Task inputs:
....
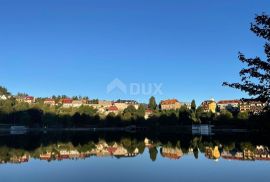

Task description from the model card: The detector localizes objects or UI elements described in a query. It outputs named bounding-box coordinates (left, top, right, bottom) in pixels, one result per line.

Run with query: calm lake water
left=0, top=132, right=270, bottom=182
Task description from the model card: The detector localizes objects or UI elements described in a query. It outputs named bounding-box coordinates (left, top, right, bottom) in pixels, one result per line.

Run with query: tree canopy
left=223, top=14, right=270, bottom=103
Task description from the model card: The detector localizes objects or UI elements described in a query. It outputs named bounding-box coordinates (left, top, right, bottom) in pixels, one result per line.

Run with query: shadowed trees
left=223, top=14, right=270, bottom=102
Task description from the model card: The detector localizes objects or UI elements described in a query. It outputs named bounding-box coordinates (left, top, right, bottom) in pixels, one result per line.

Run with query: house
left=217, top=100, right=240, bottom=111
left=201, top=99, right=217, bottom=113
left=112, top=99, right=139, bottom=111
left=98, top=100, right=112, bottom=107
left=24, top=96, right=35, bottom=104
left=0, top=95, right=8, bottom=100
left=106, top=105, right=119, bottom=114
left=160, top=99, right=181, bottom=110
left=240, top=99, right=267, bottom=114
left=144, top=109, right=153, bottom=120
left=44, top=98, right=55, bottom=106
left=181, top=102, right=191, bottom=109
left=72, top=100, right=83, bottom=107
left=61, top=98, right=72, bottom=108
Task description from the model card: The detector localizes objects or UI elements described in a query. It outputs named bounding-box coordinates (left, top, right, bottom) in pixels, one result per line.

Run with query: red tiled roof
left=62, top=99, right=72, bottom=104
left=108, top=106, right=118, bottom=111
left=161, top=99, right=178, bottom=105
left=44, top=98, right=54, bottom=102
left=218, top=100, right=240, bottom=104
left=25, top=96, right=34, bottom=100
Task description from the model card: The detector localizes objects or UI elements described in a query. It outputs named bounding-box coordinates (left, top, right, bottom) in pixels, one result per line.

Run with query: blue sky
left=0, top=0, right=270, bottom=102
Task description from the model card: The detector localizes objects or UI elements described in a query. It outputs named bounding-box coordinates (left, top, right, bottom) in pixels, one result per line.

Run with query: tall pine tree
left=223, top=14, right=270, bottom=103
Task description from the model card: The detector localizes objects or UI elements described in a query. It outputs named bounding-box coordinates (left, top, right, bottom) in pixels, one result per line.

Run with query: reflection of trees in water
left=0, top=132, right=270, bottom=163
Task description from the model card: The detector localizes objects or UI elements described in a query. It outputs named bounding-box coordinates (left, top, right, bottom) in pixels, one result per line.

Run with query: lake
left=0, top=132, right=270, bottom=182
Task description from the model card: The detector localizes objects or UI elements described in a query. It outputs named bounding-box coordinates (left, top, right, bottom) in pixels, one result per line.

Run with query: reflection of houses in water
left=205, top=146, right=220, bottom=160
left=91, top=142, right=139, bottom=157
left=221, top=146, right=270, bottom=161
left=9, top=155, right=29, bottom=164
left=144, top=138, right=154, bottom=148
left=160, top=147, right=183, bottom=160
left=39, top=141, right=139, bottom=161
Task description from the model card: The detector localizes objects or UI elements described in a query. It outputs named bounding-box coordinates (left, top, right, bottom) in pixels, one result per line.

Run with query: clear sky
left=0, top=0, right=270, bottom=102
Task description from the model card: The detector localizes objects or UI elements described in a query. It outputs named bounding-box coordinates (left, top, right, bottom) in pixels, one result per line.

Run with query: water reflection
left=0, top=132, right=270, bottom=164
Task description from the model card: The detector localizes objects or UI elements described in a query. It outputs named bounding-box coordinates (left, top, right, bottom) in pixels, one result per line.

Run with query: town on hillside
left=0, top=90, right=267, bottom=119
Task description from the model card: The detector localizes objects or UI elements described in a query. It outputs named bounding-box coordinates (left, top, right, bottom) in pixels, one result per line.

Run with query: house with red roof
left=160, top=99, right=181, bottom=110
left=217, top=100, right=240, bottom=111
left=23, top=96, right=35, bottom=104
left=144, top=109, right=153, bottom=119
left=44, top=98, right=55, bottom=106
left=106, top=105, right=119, bottom=114
left=61, top=98, right=73, bottom=108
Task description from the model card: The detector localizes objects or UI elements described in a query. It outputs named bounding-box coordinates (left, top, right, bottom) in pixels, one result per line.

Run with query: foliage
left=223, top=14, right=270, bottom=102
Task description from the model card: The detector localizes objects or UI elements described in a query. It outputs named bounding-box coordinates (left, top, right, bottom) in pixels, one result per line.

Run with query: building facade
left=201, top=99, right=217, bottom=113
left=160, top=99, right=181, bottom=110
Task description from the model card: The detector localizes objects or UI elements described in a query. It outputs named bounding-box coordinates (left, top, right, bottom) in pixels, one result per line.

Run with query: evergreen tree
left=223, top=14, right=270, bottom=102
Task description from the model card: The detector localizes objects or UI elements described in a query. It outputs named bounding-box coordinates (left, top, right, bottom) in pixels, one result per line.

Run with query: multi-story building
left=217, top=100, right=240, bottom=111
left=181, top=102, right=191, bottom=109
left=144, top=109, right=153, bottom=119
left=0, top=95, right=8, bottom=100
left=201, top=99, right=217, bottom=113
left=72, top=100, right=83, bottom=107
left=160, top=99, right=181, bottom=110
left=44, top=98, right=55, bottom=106
left=240, top=99, right=267, bottom=114
left=112, top=100, right=139, bottom=111
left=61, top=98, right=73, bottom=108
left=98, top=100, right=112, bottom=107
left=106, top=105, right=119, bottom=114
....
Written request: Reproduce every entry above word for word, leaving out the pictures.

Response:
Task description from the model card: The detector localizes objects or UI elements described in a query. It outputs named bounding-box coordinates (left, top, right, bottom) in pixels, one result per line.

Run with query: calm lake water
left=0, top=132, right=270, bottom=182
Task description from the model card: The detector localizes objects or UI elements described in a query. It outputs named bounding-box coordinates (left, top, right, bottom) in pixels, one result per line.

Run with query: tree canopy
left=223, top=14, right=270, bottom=103
Task description from the model card: The detector localizes objects or UI elements described in a query. It outputs named bounding-box coordinates (left, top, right, bottom) in pixels, one result per line.

Run with query: shadowed trees
left=223, top=14, right=270, bottom=102
Task description from the model card: The detector localizes objects or UI elements described in a query. It outputs named bounding-box coordinates (left, top, right, bottom) in pixels, one result per line.

Run with query: house
left=217, top=100, right=240, bottom=111
left=201, top=99, right=217, bottom=113
left=112, top=99, right=139, bottom=111
left=98, top=100, right=112, bottom=107
left=24, top=96, right=35, bottom=104
left=0, top=95, right=8, bottom=100
left=106, top=105, right=119, bottom=114
left=160, top=99, right=181, bottom=110
left=240, top=99, right=267, bottom=114
left=144, top=109, right=153, bottom=120
left=44, top=98, right=55, bottom=106
left=181, top=102, right=191, bottom=109
left=72, top=100, right=83, bottom=107
left=61, top=98, right=72, bottom=108
Task description from the model card: The detector localizes objects or UI elements described in a query. It outputs named bounding-box coordinates (left, top, right, bottom) in pixels, one result per line.

Run with query: red tiled roof
left=62, top=99, right=72, bottom=104
left=108, top=106, right=118, bottom=111
left=161, top=99, right=178, bottom=105
left=44, top=98, right=54, bottom=102
left=218, top=100, right=240, bottom=104
left=25, top=96, right=34, bottom=100
Task description from the model card: The detector localizes objects or UI elements described in a query. It outputs named bounding-box coordinates (left, top, right, bottom) in pixels, one result per line.

Run with query: blue sky
left=0, top=0, right=270, bottom=102
Task description from the model card: The detector localizes objects or UI elements described in a query. It outputs named bounding-box coordinates (left, top, right, bottom) in pixels, one result per line.

Run with query: tall pine tree
left=223, top=14, right=270, bottom=103
Task description from the model card: The detector localizes objects or UI elements described in a query. It outputs named bounding-box coordinates (left, top, right, bottom) in pixels, one result per line.

Run with query: reflection of trees in water
left=0, top=132, right=270, bottom=163
Task description from the model card: The detector localizes objects or UI elements described in a query. It outputs named bounding-box coordinates (left, top, right, bottom) in pixels, one result per line.

Run with query: lake
left=0, top=132, right=270, bottom=182
Task description from the model card: The detector localizes objects or UI elements described in a query. It outputs named bounding-box coordinates (left, top, right, bottom) in pixels, one result per line.

Run with query: reflection of houses in water
left=205, top=146, right=220, bottom=160
left=91, top=142, right=139, bottom=157
left=221, top=146, right=270, bottom=161
left=9, top=155, right=29, bottom=164
left=144, top=138, right=154, bottom=148
left=160, top=147, right=183, bottom=160
left=39, top=141, right=139, bottom=161
Task description from the model card: The detector localizes objects or UI elements described in a query. It outputs named bounding-box coordinates (left, top, right, bottom) in pixels, one result per line.

Run with query: clear sky
left=0, top=0, right=270, bottom=102
Task description from the model card: The detector localizes objects or UI elements described in a query. It outputs named bounding-box coordinates (left, top, right, bottom) in pixels, one result per line.

Run with query: water reflection
left=0, top=132, right=270, bottom=164
Task description from the model card: The detector localizes objects or UI elements described in a query. It outputs named bounding-box coordinates (left, top, right, bottom) in pixels, one result per line.

Run with query: town on hillside
left=0, top=90, right=267, bottom=119
Task description from the model card: The detector localizes objects or UI elements described in a query. It outputs named bounding-box coordinates (left, top, right, bottom) in pixels, one result per line.

Run with query: house with red roof
left=160, top=99, right=181, bottom=110
left=217, top=100, right=240, bottom=111
left=23, top=96, right=35, bottom=104
left=144, top=109, right=153, bottom=119
left=44, top=98, right=55, bottom=106
left=106, top=105, right=119, bottom=114
left=61, top=98, right=73, bottom=108
Task description from the model card: The detector localizes objects or UI elements described in a query. It outputs named bounding-box coordinates (left, top, right, bottom) in pixels, one result per line.

Run with query: foliage
left=223, top=14, right=270, bottom=102
Task description from the model card: The detector localizes objects or UI elements described in a query. It outputs named bounding-box coordinates (left, top, right, bottom) in pixels, one result per line.

Run with query: building facade
left=201, top=99, right=217, bottom=113
left=160, top=99, right=181, bottom=110
Task description from the model card: The detector localizes objects or UI elements described in a query. It outputs named bounding-box coordinates (left, top, right, bottom) in pixels, one result per line.

Run with query: evergreen tree
left=223, top=14, right=270, bottom=102
Task description from the model card: The detector localizes objects or UI elements described in a query. It outputs named bounding-box coordinates (left, top, right, bottom) in pixels, one result per line.

Run with query: multi-story building
left=217, top=100, right=240, bottom=111
left=181, top=102, right=191, bottom=109
left=144, top=109, right=153, bottom=119
left=0, top=95, right=8, bottom=100
left=201, top=99, right=217, bottom=113
left=72, top=100, right=83, bottom=107
left=160, top=99, right=181, bottom=110
left=44, top=98, right=55, bottom=106
left=240, top=99, right=267, bottom=114
left=112, top=100, right=139, bottom=111
left=61, top=98, right=73, bottom=108
left=98, top=100, right=112, bottom=107
left=106, top=105, right=119, bottom=114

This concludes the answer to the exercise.